PROVIDED DATA Start Marker

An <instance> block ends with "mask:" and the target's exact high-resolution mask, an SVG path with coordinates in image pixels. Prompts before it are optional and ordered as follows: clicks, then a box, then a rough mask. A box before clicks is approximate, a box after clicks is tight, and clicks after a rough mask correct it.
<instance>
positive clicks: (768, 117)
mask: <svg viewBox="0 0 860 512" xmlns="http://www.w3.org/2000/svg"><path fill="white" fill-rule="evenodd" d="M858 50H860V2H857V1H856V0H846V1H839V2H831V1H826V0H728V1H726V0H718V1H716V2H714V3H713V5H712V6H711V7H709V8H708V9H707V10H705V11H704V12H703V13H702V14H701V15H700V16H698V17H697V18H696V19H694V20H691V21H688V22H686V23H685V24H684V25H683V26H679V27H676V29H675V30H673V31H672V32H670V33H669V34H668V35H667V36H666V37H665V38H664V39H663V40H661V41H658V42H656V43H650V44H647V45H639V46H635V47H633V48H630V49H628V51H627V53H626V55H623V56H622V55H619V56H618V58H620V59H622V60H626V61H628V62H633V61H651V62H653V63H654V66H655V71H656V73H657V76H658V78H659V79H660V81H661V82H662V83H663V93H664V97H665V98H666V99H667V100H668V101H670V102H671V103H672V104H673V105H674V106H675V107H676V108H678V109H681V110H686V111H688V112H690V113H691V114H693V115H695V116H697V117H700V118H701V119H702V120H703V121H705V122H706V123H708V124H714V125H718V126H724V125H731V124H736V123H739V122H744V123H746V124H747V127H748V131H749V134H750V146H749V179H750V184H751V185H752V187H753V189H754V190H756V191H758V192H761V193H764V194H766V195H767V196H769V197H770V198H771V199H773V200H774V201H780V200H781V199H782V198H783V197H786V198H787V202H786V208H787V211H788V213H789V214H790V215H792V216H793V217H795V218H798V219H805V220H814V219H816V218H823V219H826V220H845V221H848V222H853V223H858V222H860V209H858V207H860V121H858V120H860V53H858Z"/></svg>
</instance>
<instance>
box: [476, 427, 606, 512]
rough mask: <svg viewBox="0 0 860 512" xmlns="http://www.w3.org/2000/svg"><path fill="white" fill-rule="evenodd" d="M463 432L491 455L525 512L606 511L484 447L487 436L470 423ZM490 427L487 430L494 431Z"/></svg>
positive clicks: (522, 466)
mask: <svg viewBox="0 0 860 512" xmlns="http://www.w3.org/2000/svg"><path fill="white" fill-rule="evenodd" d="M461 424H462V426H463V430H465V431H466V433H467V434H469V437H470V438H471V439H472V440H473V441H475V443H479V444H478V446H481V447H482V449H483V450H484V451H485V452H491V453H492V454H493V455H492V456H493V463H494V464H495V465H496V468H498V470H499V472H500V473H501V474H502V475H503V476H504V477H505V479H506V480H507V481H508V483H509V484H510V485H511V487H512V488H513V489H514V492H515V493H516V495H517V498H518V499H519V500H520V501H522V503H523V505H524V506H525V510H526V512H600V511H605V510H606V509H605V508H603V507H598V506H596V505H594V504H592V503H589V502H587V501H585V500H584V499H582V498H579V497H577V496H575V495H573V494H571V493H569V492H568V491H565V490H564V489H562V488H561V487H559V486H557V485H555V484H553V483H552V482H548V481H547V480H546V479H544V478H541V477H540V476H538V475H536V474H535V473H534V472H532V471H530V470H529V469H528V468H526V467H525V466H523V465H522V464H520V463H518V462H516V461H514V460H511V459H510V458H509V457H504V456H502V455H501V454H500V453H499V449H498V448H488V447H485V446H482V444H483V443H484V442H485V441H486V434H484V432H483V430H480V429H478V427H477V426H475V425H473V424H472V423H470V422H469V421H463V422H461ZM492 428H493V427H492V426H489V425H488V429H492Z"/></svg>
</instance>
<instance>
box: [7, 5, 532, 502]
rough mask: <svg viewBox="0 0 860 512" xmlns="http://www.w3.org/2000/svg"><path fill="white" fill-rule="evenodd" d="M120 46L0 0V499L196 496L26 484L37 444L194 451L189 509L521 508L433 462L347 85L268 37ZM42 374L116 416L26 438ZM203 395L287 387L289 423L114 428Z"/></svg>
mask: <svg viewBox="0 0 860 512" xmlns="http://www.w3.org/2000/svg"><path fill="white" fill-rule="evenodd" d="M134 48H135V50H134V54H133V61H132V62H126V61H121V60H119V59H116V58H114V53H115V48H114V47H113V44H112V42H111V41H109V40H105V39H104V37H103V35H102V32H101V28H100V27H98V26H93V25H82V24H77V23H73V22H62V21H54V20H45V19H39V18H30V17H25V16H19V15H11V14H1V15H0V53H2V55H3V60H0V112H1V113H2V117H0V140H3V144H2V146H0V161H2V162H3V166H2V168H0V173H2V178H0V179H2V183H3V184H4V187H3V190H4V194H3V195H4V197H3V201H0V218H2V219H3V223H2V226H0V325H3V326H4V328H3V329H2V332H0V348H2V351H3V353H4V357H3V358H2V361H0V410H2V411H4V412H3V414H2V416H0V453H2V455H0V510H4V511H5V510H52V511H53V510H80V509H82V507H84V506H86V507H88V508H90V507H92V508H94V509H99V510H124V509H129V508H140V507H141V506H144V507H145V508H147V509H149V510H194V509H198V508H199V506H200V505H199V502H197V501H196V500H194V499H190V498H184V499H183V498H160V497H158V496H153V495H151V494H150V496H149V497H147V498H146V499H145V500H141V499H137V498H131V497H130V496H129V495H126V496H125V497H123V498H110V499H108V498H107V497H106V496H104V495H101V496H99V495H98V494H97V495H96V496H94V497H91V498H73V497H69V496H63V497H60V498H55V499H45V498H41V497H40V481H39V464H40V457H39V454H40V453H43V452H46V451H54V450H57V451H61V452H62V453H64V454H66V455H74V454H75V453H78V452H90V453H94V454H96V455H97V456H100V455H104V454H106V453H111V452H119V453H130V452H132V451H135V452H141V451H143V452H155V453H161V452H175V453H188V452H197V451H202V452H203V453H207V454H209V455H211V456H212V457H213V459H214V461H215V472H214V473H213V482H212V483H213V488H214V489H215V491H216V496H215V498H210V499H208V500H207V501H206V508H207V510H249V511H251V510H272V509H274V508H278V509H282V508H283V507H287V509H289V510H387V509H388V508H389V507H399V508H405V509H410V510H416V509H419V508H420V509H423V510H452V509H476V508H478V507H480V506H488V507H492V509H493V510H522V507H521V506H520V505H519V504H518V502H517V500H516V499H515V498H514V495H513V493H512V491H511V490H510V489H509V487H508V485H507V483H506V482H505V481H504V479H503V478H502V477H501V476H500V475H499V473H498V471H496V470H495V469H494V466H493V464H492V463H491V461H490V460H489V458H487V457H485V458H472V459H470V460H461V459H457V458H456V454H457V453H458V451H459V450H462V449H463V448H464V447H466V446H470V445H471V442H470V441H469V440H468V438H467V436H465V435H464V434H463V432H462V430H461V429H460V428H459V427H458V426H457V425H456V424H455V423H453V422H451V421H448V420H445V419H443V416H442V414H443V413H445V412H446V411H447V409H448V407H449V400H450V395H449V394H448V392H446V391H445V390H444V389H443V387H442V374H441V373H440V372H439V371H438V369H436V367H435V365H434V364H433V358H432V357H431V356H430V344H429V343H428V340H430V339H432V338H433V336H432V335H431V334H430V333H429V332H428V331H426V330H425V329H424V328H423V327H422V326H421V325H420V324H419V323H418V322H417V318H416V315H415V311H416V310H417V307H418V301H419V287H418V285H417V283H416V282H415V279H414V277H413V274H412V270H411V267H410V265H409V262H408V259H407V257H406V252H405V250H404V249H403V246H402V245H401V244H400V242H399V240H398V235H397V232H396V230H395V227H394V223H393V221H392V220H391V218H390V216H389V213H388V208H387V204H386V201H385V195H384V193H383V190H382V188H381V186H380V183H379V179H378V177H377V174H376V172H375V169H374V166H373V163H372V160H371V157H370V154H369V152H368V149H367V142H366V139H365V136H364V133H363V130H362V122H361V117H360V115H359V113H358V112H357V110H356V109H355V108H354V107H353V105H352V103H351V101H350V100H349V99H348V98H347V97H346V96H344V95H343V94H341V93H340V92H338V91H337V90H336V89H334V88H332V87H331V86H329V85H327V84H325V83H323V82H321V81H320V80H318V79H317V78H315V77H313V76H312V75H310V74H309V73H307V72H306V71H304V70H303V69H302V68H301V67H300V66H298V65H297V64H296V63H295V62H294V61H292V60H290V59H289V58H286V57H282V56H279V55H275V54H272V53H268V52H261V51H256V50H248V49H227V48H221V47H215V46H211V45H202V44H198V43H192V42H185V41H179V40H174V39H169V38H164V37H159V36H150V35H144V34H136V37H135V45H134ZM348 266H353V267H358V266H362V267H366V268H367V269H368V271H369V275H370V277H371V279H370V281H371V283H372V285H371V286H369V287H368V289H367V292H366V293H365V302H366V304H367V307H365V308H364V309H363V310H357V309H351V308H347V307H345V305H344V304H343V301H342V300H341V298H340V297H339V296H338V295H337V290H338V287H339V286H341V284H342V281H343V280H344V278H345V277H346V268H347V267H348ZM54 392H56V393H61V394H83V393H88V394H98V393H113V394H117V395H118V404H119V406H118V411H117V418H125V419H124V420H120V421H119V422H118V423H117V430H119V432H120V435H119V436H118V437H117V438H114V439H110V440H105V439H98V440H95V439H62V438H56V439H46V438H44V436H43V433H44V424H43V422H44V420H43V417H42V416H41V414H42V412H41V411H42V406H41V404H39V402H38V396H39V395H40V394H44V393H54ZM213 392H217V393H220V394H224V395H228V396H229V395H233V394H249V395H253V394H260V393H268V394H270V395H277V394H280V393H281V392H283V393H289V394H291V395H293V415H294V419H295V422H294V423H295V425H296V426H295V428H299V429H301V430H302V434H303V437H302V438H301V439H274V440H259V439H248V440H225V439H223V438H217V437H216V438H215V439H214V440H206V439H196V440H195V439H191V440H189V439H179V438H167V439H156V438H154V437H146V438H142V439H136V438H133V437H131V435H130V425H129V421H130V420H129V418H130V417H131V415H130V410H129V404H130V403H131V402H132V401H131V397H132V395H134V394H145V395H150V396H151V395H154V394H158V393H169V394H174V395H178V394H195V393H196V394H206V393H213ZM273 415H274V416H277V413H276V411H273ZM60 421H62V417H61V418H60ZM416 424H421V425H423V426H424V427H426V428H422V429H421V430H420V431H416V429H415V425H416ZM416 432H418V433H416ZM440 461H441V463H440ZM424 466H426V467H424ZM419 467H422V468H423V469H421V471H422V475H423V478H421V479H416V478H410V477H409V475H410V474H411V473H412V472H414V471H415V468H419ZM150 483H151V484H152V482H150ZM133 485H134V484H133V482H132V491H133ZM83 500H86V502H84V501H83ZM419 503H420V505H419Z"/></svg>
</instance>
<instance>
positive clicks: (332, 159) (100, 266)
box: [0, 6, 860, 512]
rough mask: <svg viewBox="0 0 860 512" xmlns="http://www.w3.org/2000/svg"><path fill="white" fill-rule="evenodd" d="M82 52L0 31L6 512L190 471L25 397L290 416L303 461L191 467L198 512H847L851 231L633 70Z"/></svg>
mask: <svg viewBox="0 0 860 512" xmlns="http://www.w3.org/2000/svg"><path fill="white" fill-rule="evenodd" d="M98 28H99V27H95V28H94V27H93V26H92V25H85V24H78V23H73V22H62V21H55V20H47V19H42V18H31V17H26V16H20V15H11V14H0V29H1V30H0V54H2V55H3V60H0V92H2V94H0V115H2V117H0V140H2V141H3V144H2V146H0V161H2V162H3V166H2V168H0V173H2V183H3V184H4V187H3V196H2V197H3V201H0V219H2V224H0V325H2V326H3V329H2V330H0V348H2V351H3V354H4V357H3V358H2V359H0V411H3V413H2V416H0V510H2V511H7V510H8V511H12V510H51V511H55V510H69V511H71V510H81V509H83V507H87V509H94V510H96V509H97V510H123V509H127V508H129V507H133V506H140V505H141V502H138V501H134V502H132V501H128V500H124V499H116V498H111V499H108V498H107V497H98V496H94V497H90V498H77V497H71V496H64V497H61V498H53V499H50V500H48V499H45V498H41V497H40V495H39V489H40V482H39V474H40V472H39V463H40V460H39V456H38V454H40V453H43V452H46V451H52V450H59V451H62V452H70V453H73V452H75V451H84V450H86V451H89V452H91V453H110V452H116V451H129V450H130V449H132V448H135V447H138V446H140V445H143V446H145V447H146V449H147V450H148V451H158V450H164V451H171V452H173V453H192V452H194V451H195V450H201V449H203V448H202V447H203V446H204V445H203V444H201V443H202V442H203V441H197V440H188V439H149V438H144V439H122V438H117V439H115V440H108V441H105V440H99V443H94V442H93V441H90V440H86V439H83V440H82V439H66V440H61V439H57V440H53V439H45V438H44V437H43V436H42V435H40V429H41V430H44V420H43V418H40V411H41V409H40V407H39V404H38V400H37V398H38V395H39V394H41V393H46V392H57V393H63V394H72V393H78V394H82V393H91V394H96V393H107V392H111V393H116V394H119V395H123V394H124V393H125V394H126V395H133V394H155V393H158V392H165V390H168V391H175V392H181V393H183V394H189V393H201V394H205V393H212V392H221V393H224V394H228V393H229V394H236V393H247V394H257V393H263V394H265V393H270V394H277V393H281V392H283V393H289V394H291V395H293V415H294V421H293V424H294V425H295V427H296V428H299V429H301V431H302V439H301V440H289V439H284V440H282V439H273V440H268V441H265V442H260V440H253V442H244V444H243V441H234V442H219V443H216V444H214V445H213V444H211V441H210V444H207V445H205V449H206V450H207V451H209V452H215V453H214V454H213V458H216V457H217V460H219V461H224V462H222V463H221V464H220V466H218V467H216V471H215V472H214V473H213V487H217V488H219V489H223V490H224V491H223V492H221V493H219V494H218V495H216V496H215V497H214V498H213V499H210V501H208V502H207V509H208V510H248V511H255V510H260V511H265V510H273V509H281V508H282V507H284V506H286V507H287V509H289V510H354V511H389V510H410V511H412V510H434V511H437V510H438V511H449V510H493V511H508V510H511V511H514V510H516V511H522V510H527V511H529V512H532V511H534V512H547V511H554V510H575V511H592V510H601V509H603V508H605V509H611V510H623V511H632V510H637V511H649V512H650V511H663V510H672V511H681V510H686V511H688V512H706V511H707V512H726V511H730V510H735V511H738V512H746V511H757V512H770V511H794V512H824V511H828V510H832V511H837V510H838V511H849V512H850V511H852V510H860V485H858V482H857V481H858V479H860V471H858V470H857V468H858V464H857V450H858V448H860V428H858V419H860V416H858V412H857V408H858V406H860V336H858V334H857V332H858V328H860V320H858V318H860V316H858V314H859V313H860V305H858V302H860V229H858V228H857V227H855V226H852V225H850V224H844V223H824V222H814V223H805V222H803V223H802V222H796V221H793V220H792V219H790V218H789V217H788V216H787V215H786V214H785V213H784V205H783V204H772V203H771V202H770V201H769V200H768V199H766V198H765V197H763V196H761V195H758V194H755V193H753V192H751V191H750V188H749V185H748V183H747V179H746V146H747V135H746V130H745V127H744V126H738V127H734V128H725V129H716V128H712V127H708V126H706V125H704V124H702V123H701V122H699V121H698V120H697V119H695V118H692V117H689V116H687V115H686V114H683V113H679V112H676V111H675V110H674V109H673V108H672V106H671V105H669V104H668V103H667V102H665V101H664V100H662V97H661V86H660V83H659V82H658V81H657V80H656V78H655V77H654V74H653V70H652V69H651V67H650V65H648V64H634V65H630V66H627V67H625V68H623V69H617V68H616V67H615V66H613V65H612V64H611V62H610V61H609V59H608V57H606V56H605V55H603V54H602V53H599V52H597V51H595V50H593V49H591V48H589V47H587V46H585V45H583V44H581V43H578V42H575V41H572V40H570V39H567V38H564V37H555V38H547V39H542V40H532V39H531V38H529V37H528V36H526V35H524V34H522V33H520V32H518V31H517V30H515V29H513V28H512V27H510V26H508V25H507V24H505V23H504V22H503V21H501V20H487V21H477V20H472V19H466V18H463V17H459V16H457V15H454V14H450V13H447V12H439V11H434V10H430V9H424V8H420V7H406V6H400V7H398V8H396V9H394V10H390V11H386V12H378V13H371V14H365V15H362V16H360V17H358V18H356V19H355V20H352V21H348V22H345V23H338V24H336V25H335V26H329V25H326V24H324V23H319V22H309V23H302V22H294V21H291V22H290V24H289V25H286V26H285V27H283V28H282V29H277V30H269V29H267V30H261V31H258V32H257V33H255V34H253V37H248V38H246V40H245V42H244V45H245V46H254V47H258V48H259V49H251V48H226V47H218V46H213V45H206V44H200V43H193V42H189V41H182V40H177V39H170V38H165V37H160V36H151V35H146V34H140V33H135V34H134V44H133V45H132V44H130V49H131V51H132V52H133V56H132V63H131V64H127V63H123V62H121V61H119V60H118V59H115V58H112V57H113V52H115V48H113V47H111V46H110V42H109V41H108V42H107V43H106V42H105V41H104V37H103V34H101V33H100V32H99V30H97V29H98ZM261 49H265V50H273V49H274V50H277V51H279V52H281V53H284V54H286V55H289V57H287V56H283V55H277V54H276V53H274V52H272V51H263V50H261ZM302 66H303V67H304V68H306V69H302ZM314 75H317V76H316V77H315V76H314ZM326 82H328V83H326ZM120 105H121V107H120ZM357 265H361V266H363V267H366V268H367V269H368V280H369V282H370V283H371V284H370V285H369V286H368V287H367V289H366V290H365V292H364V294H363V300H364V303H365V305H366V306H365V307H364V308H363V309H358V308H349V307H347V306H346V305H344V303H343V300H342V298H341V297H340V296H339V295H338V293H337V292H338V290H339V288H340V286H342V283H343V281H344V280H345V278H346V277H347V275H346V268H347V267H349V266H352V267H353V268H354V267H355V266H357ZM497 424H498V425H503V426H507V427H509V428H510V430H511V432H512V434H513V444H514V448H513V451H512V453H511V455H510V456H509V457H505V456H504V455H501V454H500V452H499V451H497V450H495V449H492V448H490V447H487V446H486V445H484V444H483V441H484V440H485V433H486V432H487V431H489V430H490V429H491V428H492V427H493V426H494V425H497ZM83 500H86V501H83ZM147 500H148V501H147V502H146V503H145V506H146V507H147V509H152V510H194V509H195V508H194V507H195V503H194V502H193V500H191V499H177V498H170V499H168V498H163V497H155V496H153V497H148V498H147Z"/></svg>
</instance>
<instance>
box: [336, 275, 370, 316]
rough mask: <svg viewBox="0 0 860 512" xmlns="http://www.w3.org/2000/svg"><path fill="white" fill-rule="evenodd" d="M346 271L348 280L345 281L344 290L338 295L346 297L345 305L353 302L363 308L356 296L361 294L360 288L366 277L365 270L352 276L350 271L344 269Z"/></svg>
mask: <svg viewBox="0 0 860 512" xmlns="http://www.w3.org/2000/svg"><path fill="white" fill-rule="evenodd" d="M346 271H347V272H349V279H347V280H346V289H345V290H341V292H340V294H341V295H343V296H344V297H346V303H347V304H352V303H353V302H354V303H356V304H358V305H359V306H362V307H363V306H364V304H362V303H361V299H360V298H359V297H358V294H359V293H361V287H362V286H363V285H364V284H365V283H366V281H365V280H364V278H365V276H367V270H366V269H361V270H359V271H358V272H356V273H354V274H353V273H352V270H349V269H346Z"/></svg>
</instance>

PROVIDED DATA End Marker

▸ **PROBLEM DESCRIPTION**
Output the data exactly, from the start up to and including the line that contains "positive clicks: (768, 117)".

▸ **REPLY**
An <instance> block ends with "mask:" and the target's exact high-resolution mask, an SVG path with coordinates in image pixels. Prompts before it are optional and ordered as follows: clicks, then a box, then a rough mask. A box before clicks is approximate, a box after clicks is tight, and clicks after a rough mask correct it.
<instance>
positive clicks: (768, 117)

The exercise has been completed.